ACTION ITEM:
Every entry is to be returned exactly as it stands; the pictures are to be dropped.
*** Opening of INPUT FOR THIS TASK ***
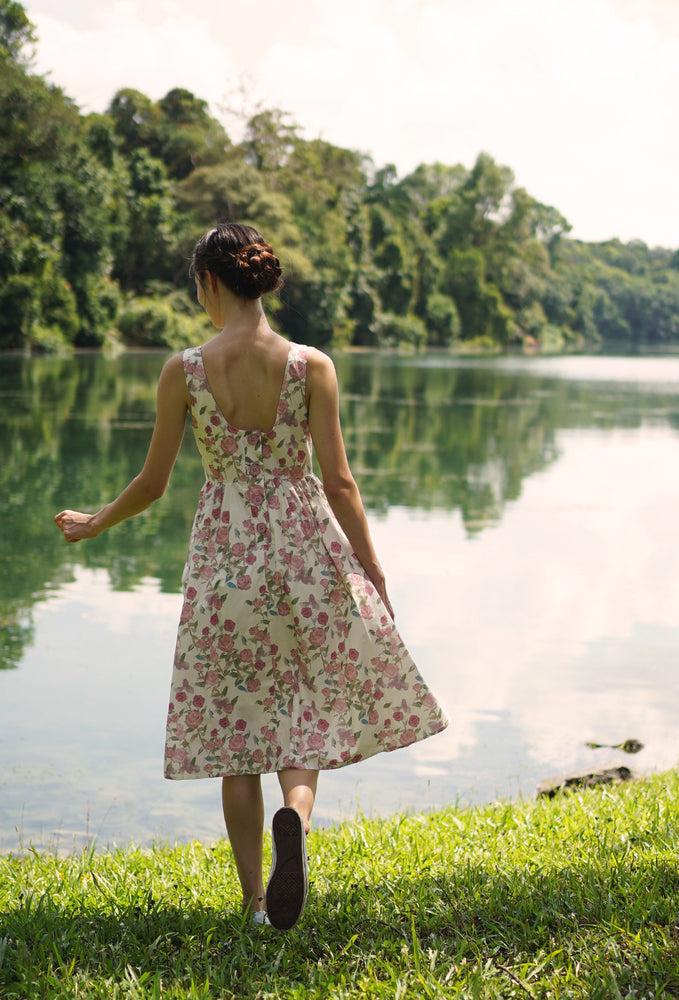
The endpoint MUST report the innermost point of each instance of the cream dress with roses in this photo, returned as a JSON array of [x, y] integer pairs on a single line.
[[286, 656]]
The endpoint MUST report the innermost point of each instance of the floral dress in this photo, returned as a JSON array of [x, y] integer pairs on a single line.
[[286, 656]]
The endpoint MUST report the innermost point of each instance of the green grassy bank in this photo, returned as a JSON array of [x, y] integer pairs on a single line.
[[577, 897]]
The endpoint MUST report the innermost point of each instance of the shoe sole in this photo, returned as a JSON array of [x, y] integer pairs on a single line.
[[288, 885]]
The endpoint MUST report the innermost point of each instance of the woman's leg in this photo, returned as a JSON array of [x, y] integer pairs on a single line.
[[299, 791], [244, 817]]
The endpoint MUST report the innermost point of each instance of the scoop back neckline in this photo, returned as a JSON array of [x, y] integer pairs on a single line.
[[248, 430]]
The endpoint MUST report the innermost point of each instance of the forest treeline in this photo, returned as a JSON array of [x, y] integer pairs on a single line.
[[99, 212]]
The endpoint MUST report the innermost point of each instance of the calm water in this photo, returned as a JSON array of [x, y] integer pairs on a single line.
[[526, 513]]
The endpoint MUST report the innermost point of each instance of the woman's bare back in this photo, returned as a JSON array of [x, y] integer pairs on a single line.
[[246, 376]]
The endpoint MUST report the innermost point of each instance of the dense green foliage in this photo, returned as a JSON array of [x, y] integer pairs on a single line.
[[573, 898], [99, 213]]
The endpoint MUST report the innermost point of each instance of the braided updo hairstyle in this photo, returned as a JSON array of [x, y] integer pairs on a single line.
[[240, 257]]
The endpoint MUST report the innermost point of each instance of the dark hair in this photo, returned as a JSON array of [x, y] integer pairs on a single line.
[[240, 257]]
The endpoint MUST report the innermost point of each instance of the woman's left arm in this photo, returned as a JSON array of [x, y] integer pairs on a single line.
[[151, 483]]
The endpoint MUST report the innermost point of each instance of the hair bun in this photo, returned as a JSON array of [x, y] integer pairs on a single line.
[[259, 270]]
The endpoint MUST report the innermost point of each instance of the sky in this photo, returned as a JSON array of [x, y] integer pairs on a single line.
[[580, 98]]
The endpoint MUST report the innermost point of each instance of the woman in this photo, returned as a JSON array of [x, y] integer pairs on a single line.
[[287, 658]]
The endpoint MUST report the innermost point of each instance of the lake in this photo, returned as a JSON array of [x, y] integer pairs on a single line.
[[526, 512]]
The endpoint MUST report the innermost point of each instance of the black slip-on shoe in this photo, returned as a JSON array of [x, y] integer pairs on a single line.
[[289, 881]]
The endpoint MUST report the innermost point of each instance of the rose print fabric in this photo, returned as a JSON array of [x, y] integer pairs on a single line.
[[285, 655]]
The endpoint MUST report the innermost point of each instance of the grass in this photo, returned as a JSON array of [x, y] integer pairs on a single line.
[[576, 897]]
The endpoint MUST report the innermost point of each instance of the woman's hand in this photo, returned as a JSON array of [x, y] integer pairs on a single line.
[[76, 526]]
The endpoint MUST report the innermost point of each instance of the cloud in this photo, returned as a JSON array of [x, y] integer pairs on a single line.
[[580, 98]]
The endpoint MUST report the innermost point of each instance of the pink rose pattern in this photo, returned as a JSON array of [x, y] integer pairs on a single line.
[[285, 655]]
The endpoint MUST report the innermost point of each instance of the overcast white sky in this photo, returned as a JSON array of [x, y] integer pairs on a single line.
[[579, 97]]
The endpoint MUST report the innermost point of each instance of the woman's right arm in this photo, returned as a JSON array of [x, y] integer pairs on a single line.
[[338, 483], [150, 484]]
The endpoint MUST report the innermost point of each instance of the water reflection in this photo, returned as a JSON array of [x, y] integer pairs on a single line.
[[525, 512]]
*** Close of INPUT FOR THIS TASK ***
SOLUTION TO THIS EXERCISE:
The endpoint MUST report the innermost point of each instance of the cream dress with roses in this photo, returned as a JSON array of [x, y] integer pairs on a single line.
[[286, 656]]
The endpoint MUST report the innermost point of each instance of the floral dress in this photo, returned as a JSON array of [x, y] integer pairs on a single line.
[[286, 656]]
The endpoint MUST report the innermost point of each instance of the green grassy bank in this photo, returned as a JSON array of [x, y] integer pairs on a single line.
[[577, 897]]
The endpoint MUST report the innermost point of each instance of the shoe sole in this photo, returned as a JSON array of [x, y] integer pairs on a single line.
[[288, 885]]
The endpoint MUST report the innermost point of each instance of the woman's leg in this photo, returned as a JSON array of [x, y] integer pairs on a single line.
[[299, 791], [244, 817]]
The endpoint MUST report the innermost point of each instance of the scoop back neckline in this photo, returned as a JSON array of [x, y] integer pairs on a single line.
[[248, 430]]
The endpoint MUST report the innermost point of each instance of the forest treeline in this photo, returned as a JSON array of [x, y] integer pairs on a single line.
[[99, 212]]
The endpoint MUST report the innermost point of each instance of the calm water in this photo, returned as a JSON array of [x, y] integer pairs on a single line.
[[526, 513]]
The endpoint MUST report the innermost point of each instance of the woman's bare back in this photo, returned as a JSON array of [x, y] integer pairs on a single line.
[[246, 376]]
The endpoint MUST report the innermost point of each instance of the dense green foliage in this photo, returned as a JSON array of [x, y] integer pairs on a single line.
[[573, 898], [99, 213]]
The endpoint MUST report the innermost point of each instance of the braided updo hairstyle in this photo, returned as a JSON array of [x, y] integer pairs on a single line.
[[240, 257]]
The endpoint MUST report the innermost point of each instance of the dark hair in this photo, returned as a JSON array of [x, y] integer pairs on a single line.
[[240, 257]]
The endpoint MUST report the innermost point of each instance of the woman's left arm in this photo, returned as a JSON array of [x, y] integer pairs on a single line.
[[151, 483]]
The endpoint MUST report the innermost point of each instance of the hair bun in this photo, returned as a JSON array of [x, y] integer pairs on a single line.
[[259, 270]]
The endpoint MUST report the innermost point of each instance of the sky in this photo, returned as a JSON array of [x, y] integer pairs on a single line.
[[580, 98]]
The endpoint MUST report the innermost point of each instance of the woman in this photo, returned as a JSON array of [x, y] integer pairs on a single line.
[[287, 658]]
The endpoint MUST report the innermost point of each instance of the lake in this photo, returned as a JSON array of [x, y] integer pairs on a single line.
[[526, 512]]
The endpoint MUST report the innermost point of each instance of the black slip-on shoe in this photo, returned as a JSON array of [x, y] integer pairs on a single line.
[[289, 881]]
The endpoint MUST report the innermost point of each instance of the rose print fabric in this photo, returned as a JSON array of [x, y] integer pairs on a single line.
[[285, 655]]
The endpoint MUST report the innermost point of each instance of the grass in this photo, returned as a JSON array of [x, y] integer pairs on a single line.
[[576, 897]]
The endpoint MUST report the innermost point of each instance of the woman's hand in this photo, returned as a JSON array of [x, y] integer pairs on a single line.
[[76, 526]]
The endpoint MUST report the innermost point of each instance of the cloud in this photo, returned as a JSON array of [x, y] integer pairs on a single line.
[[580, 98]]
The endpoint MUST report the innermost point of each instance of the pink rose pattern in this photo, returned as a JSON array of [x, y] integer pairs on a single line.
[[285, 655]]
The endpoint MUST report the innermost point of each instance of the overcast white sky in this photo, returned as a JSON array of [x, y] integer pairs on a single line.
[[579, 97]]
The endpoint MUST report the innermost point of each instance of the woman's right arm in this photo, returned as a JSON array of [x, y] integer pairs on a single line.
[[338, 483], [150, 484]]
The endpoint MUST report the innermost point of each instance of the water reflection in this photo, returned as a JSON array of [x, y] integer pairs on a single line.
[[525, 512]]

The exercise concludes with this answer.